**SHORT PROBLEM:** Transcribe all of the lines below character for character, leaving the pictures out of your answer.

Excerpts of bounding box data
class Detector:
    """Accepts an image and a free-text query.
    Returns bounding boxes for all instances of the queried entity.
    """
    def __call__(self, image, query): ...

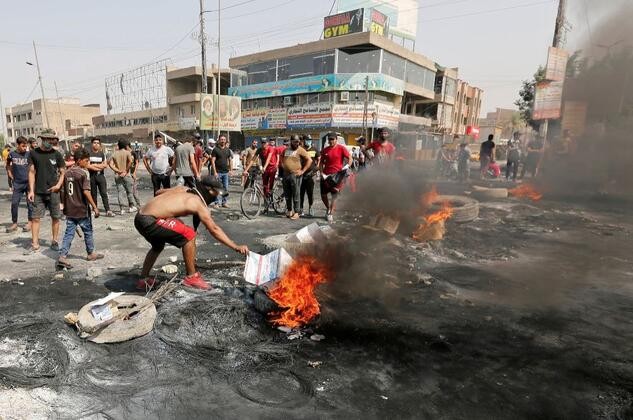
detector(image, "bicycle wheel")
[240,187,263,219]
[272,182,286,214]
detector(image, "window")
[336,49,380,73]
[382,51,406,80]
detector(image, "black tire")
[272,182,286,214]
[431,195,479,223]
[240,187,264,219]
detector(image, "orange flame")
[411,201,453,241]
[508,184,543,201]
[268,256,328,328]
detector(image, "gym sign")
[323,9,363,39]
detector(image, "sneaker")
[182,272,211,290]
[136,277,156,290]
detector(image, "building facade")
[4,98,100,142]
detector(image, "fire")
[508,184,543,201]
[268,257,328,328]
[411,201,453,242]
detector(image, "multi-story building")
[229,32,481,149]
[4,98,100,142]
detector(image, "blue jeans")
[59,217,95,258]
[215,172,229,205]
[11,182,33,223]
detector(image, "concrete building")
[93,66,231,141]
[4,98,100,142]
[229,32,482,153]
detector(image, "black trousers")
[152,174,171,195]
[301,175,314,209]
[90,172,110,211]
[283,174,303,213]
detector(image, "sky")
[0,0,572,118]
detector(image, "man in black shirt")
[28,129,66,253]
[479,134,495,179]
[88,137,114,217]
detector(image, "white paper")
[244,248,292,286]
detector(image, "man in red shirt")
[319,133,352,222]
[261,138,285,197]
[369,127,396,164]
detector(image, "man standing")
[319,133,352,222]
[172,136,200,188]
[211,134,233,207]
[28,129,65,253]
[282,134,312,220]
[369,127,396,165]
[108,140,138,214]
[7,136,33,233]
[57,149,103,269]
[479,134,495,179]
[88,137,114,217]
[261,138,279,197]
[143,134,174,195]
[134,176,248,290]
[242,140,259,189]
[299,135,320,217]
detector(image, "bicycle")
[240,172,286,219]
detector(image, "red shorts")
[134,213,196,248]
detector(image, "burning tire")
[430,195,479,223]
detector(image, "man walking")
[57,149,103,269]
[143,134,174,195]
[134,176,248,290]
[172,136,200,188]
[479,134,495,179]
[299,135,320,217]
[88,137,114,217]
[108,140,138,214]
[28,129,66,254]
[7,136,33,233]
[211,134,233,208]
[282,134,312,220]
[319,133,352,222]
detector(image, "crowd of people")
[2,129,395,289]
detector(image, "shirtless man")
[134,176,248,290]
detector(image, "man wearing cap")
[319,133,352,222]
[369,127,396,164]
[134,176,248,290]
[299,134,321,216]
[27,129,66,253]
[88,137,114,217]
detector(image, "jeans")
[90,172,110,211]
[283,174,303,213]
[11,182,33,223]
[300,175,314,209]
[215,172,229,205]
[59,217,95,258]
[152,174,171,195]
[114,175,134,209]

**EXPECTED OUTPUT:**
class Detector:
    """Accepts an image and a free-text query.
    Returns bounding boxes for all instances of the queried entity.
    """
    def __call__(self, image, query): ...

detector(image, "bicycle wheel")
[240,187,263,219]
[272,182,286,214]
detector(image, "window")
[336,49,380,73]
[382,51,406,80]
detector(image, "black tire")
[272,182,286,214]
[431,195,479,223]
[240,187,264,219]
detector(image, "orange flame")
[411,201,453,241]
[508,184,543,201]
[268,256,328,328]
detector(image, "gym sign")
[323,9,363,39]
detector(image, "sneaker")
[182,272,211,290]
[136,277,156,290]
detector(image, "building facade")
[4,98,100,142]
detector(image, "fire")
[508,184,543,201]
[268,257,328,328]
[411,201,453,242]
detector(image, "multi-story building")
[229,32,481,149]
[4,98,100,142]
detector(image, "blue jeans")
[59,217,95,258]
[215,172,229,205]
[11,182,33,223]
detector(image, "concrete building")
[93,66,231,141]
[4,98,100,142]
[229,32,482,153]
detector(image, "black trousers")
[152,174,171,195]
[301,175,314,209]
[90,172,110,211]
[283,174,303,213]
detector(image, "sky")
[0,0,572,118]
detector(image, "man in black shirt")
[28,129,66,253]
[479,134,495,179]
[88,137,114,217]
detector(image, "white paper")
[244,248,292,286]
detector(image, "man in red shirt")
[319,133,352,222]
[261,138,285,197]
[369,127,396,164]
detector(image, "man standing")
[319,133,352,222]
[172,136,200,188]
[211,134,233,207]
[28,129,65,253]
[282,134,312,220]
[369,127,396,165]
[108,140,138,214]
[7,136,33,233]
[57,149,103,269]
[479,134,495,179]
[88,137,114,217]
[261,138,279,197]
[143,134,174,195]
[134,176,248,290]
[242,140,259,189]
[299,135,320,217]
detector(image, "bicycle")
[240,172,286,219]
detector(image, "red shorts")
[134,213,196,248]
detector(image, "burning tire")
[430,195,479,223]
detector(image, "man walking")
[57,149,103,269]
[143,134,174,195]
[134,176,248,290]
[172,136,200,188]
[479,134,495,179]
[299,135,320,217]
[88,137,114,217]
[108,140,138,214]
[28,129,66,254]
[7,136,33,233]
[211,134,233,208]
[282,134,312,220]
[319,133,352,222]
detector(image, "crowd of people")
[2,129,395,289]
detector(image, "shirtless man")
[134,176,248,290]
detector(image, "man wearing cap")
[319,133,352,222]
[369,127,396,164]
[134,176,248,290]
[299,134,321,216]
[27,129,66,253]
[88,137,114,217]
detector(image, "jeans")
[90,172,110,211]
[283,174,303,213]
[11,182,33,223]
[300,175,314,209]
[215,172,229,205]
[59,217,95,258]
[152,174,171,195]
[114,175,134,209]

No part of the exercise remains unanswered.